Consigne:
D'après le passage choisi, qu'est-ce qui est pire que le bruit des bottes ?

Passage choisi:
==================================================

Notre président a dit que face à l’invasion de l’Ukraine par la Russie l’Occident ne devait pas faire preuve de lâcheté. Je pense qu’il a raison face à la situation actuelle. La lâcheté serait le pire des comportements.

 

Elle est pire même, disait Péguy, que la méchanceté effectivement agissante. Car celui qui fait a au moins le courage de faire, tandis que celui qui laisse faire, à son refus d’agir ajoute la poltronnerie. Le silence des pantoufles est pire que le bruit des bottes. Ne pas intervenir quand survient une agression est s’en rendre complice. Et complice, concluait Péguy, c’est pire qu’auteur, infiniment pire.

==================================================

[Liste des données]
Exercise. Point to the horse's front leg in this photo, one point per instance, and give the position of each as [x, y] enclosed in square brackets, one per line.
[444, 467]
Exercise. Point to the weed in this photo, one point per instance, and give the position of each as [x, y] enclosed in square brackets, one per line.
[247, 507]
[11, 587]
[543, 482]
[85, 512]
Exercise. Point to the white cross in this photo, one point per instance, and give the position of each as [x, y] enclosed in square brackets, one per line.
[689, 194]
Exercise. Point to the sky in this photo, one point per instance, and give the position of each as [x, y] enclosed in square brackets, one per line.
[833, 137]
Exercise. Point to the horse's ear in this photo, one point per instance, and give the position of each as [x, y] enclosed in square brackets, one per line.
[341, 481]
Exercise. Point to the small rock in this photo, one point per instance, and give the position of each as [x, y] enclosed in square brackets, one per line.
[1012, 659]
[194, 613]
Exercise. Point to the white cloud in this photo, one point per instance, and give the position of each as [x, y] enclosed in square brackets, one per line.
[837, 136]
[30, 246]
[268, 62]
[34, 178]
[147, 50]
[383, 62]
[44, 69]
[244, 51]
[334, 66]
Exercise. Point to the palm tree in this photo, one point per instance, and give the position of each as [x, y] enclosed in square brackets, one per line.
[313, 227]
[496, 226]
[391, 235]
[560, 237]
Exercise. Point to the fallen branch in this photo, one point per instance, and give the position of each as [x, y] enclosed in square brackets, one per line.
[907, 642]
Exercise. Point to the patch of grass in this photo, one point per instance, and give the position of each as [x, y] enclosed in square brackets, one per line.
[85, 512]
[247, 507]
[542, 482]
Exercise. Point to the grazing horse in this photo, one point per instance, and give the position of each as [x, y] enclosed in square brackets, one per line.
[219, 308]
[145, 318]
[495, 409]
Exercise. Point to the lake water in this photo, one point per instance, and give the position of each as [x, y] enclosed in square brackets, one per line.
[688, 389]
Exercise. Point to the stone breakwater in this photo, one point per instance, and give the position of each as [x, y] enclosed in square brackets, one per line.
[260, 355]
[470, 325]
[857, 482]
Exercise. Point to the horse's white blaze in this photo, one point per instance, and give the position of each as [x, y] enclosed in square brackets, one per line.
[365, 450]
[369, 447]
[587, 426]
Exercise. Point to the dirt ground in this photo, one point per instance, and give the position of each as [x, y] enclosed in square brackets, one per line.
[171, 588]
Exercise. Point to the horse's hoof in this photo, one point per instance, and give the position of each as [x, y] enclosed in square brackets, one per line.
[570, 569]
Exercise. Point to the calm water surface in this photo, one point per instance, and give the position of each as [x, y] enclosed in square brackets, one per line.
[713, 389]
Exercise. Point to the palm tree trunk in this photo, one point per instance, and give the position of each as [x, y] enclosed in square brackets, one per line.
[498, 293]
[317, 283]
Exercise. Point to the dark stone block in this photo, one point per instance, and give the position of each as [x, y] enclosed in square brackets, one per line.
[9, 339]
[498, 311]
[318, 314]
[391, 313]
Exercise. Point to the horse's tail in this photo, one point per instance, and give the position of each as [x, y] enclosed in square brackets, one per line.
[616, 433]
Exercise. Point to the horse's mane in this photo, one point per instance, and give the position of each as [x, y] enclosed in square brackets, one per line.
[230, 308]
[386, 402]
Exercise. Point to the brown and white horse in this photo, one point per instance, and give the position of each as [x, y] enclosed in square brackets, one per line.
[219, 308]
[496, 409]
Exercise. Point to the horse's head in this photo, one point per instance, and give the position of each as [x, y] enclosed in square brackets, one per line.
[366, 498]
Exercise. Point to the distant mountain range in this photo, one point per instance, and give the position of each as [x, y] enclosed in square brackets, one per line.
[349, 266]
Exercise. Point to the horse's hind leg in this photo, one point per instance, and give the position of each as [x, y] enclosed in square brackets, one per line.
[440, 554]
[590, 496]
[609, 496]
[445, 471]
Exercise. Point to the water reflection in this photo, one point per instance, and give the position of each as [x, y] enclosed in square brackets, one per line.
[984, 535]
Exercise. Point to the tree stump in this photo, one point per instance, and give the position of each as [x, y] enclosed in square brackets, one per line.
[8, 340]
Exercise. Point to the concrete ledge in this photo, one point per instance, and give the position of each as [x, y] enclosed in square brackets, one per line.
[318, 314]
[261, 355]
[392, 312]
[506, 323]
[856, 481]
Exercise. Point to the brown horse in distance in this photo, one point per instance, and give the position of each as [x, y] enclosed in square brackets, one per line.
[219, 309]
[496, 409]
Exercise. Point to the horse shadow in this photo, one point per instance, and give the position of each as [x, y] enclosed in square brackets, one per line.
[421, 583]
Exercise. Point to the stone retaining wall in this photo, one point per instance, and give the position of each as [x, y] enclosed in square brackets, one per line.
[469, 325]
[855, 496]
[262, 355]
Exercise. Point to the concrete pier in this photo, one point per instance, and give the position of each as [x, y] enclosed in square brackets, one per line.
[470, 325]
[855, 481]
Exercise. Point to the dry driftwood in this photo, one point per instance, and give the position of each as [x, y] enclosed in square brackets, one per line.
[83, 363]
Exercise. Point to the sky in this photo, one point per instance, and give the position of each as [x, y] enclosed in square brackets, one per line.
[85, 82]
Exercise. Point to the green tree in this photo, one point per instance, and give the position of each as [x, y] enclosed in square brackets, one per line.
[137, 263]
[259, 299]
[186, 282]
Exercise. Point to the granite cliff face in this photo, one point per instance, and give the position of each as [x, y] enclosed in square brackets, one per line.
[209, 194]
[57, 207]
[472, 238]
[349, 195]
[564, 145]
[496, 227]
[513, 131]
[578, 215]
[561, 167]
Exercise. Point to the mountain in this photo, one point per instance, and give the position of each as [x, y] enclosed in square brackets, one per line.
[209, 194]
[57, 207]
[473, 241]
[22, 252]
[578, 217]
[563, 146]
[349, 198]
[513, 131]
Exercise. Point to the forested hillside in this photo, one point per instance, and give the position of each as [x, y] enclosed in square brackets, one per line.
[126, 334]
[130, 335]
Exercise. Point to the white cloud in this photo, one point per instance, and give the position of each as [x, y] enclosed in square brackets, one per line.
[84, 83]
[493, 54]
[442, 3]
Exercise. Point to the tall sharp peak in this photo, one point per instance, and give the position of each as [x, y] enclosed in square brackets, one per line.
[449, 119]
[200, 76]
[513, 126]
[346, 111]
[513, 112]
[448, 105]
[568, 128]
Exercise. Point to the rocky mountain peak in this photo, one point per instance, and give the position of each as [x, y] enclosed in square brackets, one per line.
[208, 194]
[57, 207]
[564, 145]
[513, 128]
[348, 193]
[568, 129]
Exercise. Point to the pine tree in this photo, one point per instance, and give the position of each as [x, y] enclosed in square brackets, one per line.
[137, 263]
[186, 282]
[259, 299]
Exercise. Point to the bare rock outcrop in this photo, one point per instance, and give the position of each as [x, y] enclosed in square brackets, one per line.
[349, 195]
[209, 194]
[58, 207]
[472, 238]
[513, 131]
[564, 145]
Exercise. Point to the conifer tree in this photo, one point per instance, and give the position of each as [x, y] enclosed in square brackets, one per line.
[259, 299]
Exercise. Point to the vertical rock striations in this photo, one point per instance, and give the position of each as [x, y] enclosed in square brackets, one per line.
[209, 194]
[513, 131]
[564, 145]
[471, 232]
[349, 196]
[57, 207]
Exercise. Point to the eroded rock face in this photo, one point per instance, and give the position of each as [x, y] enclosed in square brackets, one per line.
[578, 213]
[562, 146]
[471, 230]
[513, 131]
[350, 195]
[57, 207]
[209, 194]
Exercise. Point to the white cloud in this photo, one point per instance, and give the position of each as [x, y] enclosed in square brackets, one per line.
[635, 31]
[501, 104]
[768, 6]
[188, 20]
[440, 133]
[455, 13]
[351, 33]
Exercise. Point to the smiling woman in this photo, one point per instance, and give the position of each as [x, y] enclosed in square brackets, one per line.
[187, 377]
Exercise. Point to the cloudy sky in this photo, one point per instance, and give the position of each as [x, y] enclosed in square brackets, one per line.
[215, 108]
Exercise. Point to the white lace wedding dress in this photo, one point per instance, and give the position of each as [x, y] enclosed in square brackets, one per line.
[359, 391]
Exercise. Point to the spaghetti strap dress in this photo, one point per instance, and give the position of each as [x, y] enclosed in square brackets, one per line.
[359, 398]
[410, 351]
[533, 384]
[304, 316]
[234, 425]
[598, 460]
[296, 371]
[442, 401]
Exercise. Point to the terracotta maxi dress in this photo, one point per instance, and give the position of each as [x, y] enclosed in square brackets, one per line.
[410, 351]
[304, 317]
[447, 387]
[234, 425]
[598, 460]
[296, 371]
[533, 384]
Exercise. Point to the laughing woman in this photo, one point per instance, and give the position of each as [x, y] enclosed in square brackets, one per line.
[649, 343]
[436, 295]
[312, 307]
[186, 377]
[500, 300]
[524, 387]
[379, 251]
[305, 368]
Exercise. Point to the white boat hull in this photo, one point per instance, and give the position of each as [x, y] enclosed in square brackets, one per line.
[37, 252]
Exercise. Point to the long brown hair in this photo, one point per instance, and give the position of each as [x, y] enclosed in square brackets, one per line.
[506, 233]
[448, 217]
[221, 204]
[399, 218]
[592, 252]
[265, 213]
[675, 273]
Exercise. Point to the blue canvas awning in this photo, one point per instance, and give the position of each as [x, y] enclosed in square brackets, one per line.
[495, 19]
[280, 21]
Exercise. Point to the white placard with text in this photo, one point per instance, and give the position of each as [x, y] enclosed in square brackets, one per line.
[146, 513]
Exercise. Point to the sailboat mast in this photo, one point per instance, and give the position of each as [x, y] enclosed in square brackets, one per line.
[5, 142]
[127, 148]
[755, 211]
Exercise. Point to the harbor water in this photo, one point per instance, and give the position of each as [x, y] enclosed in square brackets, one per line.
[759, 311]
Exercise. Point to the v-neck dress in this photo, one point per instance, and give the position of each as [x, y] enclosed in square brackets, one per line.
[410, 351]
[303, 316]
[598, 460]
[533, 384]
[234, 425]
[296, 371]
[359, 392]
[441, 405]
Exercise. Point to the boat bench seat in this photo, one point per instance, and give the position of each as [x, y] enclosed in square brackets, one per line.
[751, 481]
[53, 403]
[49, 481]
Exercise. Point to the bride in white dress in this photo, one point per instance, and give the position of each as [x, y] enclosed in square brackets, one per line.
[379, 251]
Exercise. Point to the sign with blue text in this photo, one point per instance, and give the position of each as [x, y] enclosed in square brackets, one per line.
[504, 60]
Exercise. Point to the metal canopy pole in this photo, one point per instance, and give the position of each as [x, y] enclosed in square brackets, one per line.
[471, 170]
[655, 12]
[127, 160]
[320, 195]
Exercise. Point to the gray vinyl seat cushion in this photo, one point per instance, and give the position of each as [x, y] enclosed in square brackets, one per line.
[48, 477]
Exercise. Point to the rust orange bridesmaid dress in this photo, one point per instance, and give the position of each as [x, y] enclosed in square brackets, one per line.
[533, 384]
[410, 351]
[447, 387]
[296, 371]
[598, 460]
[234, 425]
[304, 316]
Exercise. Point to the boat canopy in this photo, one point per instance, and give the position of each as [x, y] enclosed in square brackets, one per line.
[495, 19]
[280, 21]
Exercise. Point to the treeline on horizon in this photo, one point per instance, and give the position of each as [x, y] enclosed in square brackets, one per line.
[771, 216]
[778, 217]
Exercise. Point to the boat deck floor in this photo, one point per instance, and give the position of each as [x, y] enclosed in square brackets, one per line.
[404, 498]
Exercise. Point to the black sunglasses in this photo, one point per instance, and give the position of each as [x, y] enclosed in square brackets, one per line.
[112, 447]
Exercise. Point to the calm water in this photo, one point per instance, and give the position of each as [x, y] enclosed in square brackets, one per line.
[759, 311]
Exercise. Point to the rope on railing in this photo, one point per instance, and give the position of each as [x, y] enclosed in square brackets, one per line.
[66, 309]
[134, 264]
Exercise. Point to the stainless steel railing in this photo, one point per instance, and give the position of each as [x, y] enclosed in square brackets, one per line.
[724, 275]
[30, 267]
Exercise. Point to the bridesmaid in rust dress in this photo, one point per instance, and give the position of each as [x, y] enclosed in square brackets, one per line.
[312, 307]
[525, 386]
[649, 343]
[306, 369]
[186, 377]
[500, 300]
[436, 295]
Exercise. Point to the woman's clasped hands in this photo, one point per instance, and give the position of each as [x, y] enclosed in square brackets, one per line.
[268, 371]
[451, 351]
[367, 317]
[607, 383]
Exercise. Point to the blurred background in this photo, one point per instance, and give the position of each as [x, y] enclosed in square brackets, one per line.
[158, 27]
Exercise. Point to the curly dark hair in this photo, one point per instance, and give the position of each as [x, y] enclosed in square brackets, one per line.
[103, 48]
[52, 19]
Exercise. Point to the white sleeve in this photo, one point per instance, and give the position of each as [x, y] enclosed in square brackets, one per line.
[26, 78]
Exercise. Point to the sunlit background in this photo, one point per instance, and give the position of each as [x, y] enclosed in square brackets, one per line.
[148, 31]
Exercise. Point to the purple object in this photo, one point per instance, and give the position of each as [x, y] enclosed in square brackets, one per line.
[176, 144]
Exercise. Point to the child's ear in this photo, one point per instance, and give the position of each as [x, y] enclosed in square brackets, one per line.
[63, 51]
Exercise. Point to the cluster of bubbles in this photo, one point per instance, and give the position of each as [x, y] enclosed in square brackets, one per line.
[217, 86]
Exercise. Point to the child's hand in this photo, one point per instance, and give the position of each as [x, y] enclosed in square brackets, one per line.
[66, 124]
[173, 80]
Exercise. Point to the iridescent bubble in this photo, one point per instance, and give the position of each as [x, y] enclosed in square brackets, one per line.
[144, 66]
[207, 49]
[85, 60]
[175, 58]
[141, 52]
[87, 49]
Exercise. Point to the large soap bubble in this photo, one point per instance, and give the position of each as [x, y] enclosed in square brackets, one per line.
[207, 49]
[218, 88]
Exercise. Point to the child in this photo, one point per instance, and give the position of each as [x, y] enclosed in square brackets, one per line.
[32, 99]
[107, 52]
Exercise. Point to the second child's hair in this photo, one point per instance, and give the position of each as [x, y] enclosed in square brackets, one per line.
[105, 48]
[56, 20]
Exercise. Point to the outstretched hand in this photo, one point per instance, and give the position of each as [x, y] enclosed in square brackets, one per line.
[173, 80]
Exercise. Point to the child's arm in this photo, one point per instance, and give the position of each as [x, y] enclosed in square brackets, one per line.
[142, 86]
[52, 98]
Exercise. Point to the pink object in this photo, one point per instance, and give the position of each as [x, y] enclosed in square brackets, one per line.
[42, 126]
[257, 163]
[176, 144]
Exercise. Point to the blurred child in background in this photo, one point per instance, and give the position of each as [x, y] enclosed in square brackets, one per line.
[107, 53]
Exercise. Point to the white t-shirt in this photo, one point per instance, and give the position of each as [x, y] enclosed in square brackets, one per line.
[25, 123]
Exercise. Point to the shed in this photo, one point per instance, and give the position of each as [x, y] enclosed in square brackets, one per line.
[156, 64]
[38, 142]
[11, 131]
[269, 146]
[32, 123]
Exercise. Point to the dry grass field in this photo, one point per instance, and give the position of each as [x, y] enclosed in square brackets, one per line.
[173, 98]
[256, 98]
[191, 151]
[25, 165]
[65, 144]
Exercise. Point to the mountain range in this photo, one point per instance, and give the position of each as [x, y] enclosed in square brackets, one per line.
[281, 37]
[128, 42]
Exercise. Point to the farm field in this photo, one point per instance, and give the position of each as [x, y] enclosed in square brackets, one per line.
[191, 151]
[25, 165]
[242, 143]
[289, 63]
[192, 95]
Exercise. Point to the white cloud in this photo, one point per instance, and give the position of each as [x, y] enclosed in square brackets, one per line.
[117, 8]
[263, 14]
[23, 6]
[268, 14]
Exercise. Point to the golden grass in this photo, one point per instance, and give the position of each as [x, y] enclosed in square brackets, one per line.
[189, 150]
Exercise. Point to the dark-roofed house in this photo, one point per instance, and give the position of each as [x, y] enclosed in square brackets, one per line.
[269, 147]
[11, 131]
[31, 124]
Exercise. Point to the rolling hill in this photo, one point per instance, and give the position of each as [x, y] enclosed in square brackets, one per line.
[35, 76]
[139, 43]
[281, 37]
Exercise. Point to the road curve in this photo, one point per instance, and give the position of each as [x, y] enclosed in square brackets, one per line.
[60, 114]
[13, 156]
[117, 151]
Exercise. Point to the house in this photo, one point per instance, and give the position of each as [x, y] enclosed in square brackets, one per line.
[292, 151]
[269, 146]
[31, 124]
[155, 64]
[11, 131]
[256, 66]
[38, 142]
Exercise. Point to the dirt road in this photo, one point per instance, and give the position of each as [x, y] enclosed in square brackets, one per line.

==================================================

Réponse complète:
Le silence des pantoufles.